• **Short problem**: Repeat each of the following items word for word, changing nothing.

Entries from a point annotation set
Start

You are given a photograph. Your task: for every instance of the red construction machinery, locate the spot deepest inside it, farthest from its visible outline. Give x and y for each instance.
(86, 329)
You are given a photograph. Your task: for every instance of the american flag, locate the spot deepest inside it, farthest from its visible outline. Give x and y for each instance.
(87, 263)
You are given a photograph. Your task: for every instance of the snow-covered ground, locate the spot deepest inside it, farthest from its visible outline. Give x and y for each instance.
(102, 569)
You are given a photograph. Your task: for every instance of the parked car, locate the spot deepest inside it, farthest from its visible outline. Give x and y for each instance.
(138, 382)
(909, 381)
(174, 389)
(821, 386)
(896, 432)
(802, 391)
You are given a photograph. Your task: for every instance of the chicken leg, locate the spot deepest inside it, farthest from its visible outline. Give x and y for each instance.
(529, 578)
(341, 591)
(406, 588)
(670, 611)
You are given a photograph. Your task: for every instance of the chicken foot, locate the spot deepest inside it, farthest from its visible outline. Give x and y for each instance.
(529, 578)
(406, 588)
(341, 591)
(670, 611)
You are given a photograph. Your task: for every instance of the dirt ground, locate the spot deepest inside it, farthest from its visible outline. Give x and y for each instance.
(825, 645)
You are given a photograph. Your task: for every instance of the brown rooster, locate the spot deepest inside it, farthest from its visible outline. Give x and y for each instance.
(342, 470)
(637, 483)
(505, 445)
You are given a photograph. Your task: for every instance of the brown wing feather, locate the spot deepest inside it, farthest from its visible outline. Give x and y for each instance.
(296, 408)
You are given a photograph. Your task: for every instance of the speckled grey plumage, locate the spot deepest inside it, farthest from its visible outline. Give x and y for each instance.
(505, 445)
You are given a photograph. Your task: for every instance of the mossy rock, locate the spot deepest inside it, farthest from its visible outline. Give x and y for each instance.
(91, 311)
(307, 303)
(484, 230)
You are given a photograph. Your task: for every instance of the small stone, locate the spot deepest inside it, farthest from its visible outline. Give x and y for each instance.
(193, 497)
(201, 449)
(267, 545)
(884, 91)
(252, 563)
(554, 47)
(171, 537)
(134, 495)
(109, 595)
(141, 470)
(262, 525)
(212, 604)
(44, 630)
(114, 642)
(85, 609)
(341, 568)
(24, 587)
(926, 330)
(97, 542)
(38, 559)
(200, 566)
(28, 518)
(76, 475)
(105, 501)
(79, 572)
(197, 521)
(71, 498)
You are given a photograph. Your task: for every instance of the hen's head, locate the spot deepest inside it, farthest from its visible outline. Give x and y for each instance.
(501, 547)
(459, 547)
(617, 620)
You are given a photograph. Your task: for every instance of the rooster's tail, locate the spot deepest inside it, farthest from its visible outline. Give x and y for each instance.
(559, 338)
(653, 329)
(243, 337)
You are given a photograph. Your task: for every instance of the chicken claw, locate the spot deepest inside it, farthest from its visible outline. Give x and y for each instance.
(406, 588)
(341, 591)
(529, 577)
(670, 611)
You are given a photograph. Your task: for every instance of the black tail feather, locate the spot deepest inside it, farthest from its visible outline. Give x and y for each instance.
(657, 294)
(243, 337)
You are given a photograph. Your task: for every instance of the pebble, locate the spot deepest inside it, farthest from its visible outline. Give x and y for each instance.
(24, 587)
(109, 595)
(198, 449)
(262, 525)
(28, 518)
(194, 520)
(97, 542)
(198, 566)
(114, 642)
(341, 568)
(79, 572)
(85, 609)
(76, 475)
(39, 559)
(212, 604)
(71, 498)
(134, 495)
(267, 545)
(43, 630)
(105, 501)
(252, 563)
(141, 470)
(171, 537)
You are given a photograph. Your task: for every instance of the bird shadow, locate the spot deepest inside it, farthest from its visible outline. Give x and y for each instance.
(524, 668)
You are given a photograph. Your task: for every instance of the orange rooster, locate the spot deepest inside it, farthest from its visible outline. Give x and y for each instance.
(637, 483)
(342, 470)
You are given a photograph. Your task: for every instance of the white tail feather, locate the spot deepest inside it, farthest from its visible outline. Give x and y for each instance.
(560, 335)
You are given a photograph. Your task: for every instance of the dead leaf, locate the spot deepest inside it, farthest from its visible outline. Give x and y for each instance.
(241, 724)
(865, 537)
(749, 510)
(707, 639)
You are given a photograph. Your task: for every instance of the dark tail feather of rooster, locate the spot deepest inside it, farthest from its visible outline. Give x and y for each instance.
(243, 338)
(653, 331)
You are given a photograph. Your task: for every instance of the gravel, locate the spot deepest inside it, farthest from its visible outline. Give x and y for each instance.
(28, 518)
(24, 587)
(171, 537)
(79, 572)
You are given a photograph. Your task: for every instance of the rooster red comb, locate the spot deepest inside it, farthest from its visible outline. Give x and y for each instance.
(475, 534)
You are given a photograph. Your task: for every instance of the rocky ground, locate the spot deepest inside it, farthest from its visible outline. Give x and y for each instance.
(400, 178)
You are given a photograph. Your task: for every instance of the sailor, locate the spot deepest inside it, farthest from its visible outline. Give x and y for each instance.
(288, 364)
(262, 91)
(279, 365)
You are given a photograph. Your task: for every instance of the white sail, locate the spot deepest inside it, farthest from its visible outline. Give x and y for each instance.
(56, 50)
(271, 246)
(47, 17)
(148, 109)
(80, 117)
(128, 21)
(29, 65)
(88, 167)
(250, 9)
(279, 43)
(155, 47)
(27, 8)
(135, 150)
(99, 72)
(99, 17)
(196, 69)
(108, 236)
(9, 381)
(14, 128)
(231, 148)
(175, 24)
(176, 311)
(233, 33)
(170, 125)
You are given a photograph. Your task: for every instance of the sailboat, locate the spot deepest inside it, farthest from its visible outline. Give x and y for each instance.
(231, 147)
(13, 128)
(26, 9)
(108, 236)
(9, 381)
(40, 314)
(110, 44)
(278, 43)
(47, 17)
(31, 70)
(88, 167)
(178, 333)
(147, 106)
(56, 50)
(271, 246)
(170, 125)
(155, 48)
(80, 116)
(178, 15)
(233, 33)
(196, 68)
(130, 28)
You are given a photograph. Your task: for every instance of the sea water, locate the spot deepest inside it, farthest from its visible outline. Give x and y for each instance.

End

• **Expected answer**:
You are given a photograph. Your task: for every instance of the red construction machinery, locate the spot deepest inside it, farthest from its visible outline. Give x and y for each instance.
(86, 329)
You are given a photograph. Your task: for every instance of the american flag, locate the spot deepest inside it, farthest from its visible outline. Give x and y for each instance.
(87, 263)
You are given a photograph. Your task: for every instance of the snow-covered ground, locate the spot deepest inside it, farthest from its visible outline. Give x and y for each instance.
(102, 569)
You are given a photograph. Your task: for every instance of the parked car, locate the spot deepest inside it, farthest from its visible outline. Give x and y for each instance.
(138, 382)
(909, 381)
(174, 389)
(821, 386)
(896, 432)
(802, 391)
You are given a photograph. Your task: for every instance of the chicken leg, locate the spot deepest inside it, farthest from its visible outline. Give x and y for each instance.
(529, 578)
(341, 591)
(406, 588)
(670, 611)
You are given a photograph. Your task: for every instance of the chicken foot, locate the spot deepest inside it, farthest from its visible outline. Give x and y for each instance.
(529, 578)
(406, 588)
(341, 591)
(670, 611)
You are given a photograph. Your task: for every instance of the dirt ground, locate the spot deepest inside it, farthest from its visible outline. Give x and y for each instance.
(825, 645)
You are given a photograph. Your task: for every instance of the brown rooster, locate the spot deepest inside it, farthest from its visible outline. Give x and y for each instance.
(342, 470)
(637, 483)
(505, 445)
You are given a photograph. Your task: for every instance of the brown wing feather, locate the spot deepest inside it, farthest from its visible outline. Give x and y for each instance.
(296, 408)
You are given a photograph. Your task: for every instance of the speckled grey plumage, locate the spot deepest inside it, farthest from its visible outline. Give x and y for each instance.
(505, 445)
You are given a photograph. Your task: for every instance of the mossy rock, locate the spot deepest inside it, farthest from its visible outline. Give x and y for each instance.
(91, 311)
(307, 303)
(484, 230)
You are given a photograph. Your task: for every instance of the small stone, locate the spot deepest inside it, farthest from its visible outline. Give x and y for each instance.
(193, 497)
(201, 449)
(267, 545)
(884, 91)
(252, 563)
(554, 47)
(171, 537)
(134, 495)
(109, 595)
(141, 470)
(262, 525)
(212, 604)
(44, 630)
(114, 642)
(85, 609)
(341, 568)
(24, 587)
(926, 330)
(97, 542)
(38, 559)
(200, 566)
(28, 518)
(76, 475)
(105, 501)
(79, 572)
(197, 521)
(71, 498)
You are given a photograph. Your task: for every instance of the hen's head, locate the spot deepest inside it, farthest from its visible outline. Give x and y for each instance.
(501, 547)
(459, 547)
(617, 620)
You are given a photograph. Your task: for every instance of the rooster's tail, locate the spot deepest inside it, farthest from its visible outline. Give x and y for each instance.
(559, 338)
(653, 329)
(243, 337)
You are given a photograph. Your task: for every instance of the chicken claw, locate the spot deepest inside it, farthest from its visible outline. Give x and y for each instance.
(406, 588)
(341, 591)
(529, 577)
(670, 611)
You are given a photograph. Your task: for every instance of the black tail feather, locate the spot deepest inside it, farthest from its visible outline. Give x and y for each instance.
(657, 294)
(243, 337)
You are given a photograph. Your task: for every instance of the pebble, locate the spot deepest inside it, farthest from its visible outline. Give x and y for each instance.
(24, 587)
(109, 595)
(198, 449)
(262, 525)
(28, 518)
(194, 520)
(97, 542)
(198, 566)
(114, 642)
(341, 568)
(79, 572)
(85, 609)
(76, 475)
(39, 559)
(212, 604)
(71, 498)
(134, 495)
(267, 545)
(43, 630)
(105, 501)
(252, 563)
(141, 470)
(171, 537)
You are given a photograph. Your task: for every instance of the bird shadow, locate the spot deepest inside it, farthest from its visible outline. Give x and y for each instance.
(524, 668)
You are given a photograph. Your task: for every instance of the orange rooster, locate the spot deepest inside it, farthest from its visible outline. Give x and y for each instance.
(637, 483)
(342, 470)
You are given a photograph. Your task: for every instance of the white tail feather, locate the spot deepest inside it, farthest from its visible outline. Give x and y for each instance.
(560, 335)
You are given a photograph. Your task: for every instance of the dead leaf, locate the spot deepest inside it, farthest from its visible outline. Give x and y for each instance.
(241, 724)
(865, 537)
(749, 510)
(707, 639)
You are given a photograph. Your task: for every instance of the dark tail feather of rooster, locate the spot deepest inside it, farthest from its visible outline. Give x and y for each instance.
(243, 338)
(653, 331)
You are given a photograph. Your task: for every instance of the gravel, locate the spot deepest inside it, farthest from its visible outline. Give x and y for each instance.
(28, 518)
(24, 587)
(171, 537)
(79, 572)
You are given a photograph. Your task: for every instance of the rooster red comb, locate the spot deepest inside it, farthest from its visible outline. Give x and y for each instance.
(475, 534)
You are given a photograph. Your task: for every instance of the rocky ground, locate the spot deepest inside it, farthest from its visible outline. Give x and y for each instance.
(400, 178)
You are given a photograph. Your task: for every instance of the sailor, locate the spot deepest inside it, farthest from its visible outline. Give x and y for each instance.
(288, 364)
(262, 91)
(279, 365)
You are given a photograph. Your task: for every instance of the white sail, locate the spot deepest inside it, farthest from its visible outline. Give x and y for each instance.
(56, 50)
(271, 246)
(47, 17)
(148, 109)
(80, 117)
(128, 21)
(29, 65)
(88, 167)
(250, 9)
(279, 43)
(155, 47)
(27, 8)
(135, 150)
(99, 72)
(99, 17)
(196, 69)
(108, 236)
(9, 381)
(14, 128)
(231, 148)
(175, 24)
(176, 311)
(233, 33)
(170, 125)
You are given a photograph. Your task: for every instance of the sailboat, locate the spot deepest inside it, farthest from its visible outline. Give x and y for each instance.
(231, 147)
(13, 128)
(26, 9)
(108, 236)
(9, 381)
(40, 314)
(110, 44)
(278, 43)
(47, 17)
(31, 70)
(88, 167)
(178, 333)
(147, 106)
(56, 50)
(271, 246)
(170, 125)
(155, 48)
(80, 116)
(178, 15)
(233, 33)
(196, 68)
(130, 28)
You are given a photograph. Your task: for every instance of the sea water, locate the spot deepest inside it, farthest from its visible outline. Give x and y for each instance.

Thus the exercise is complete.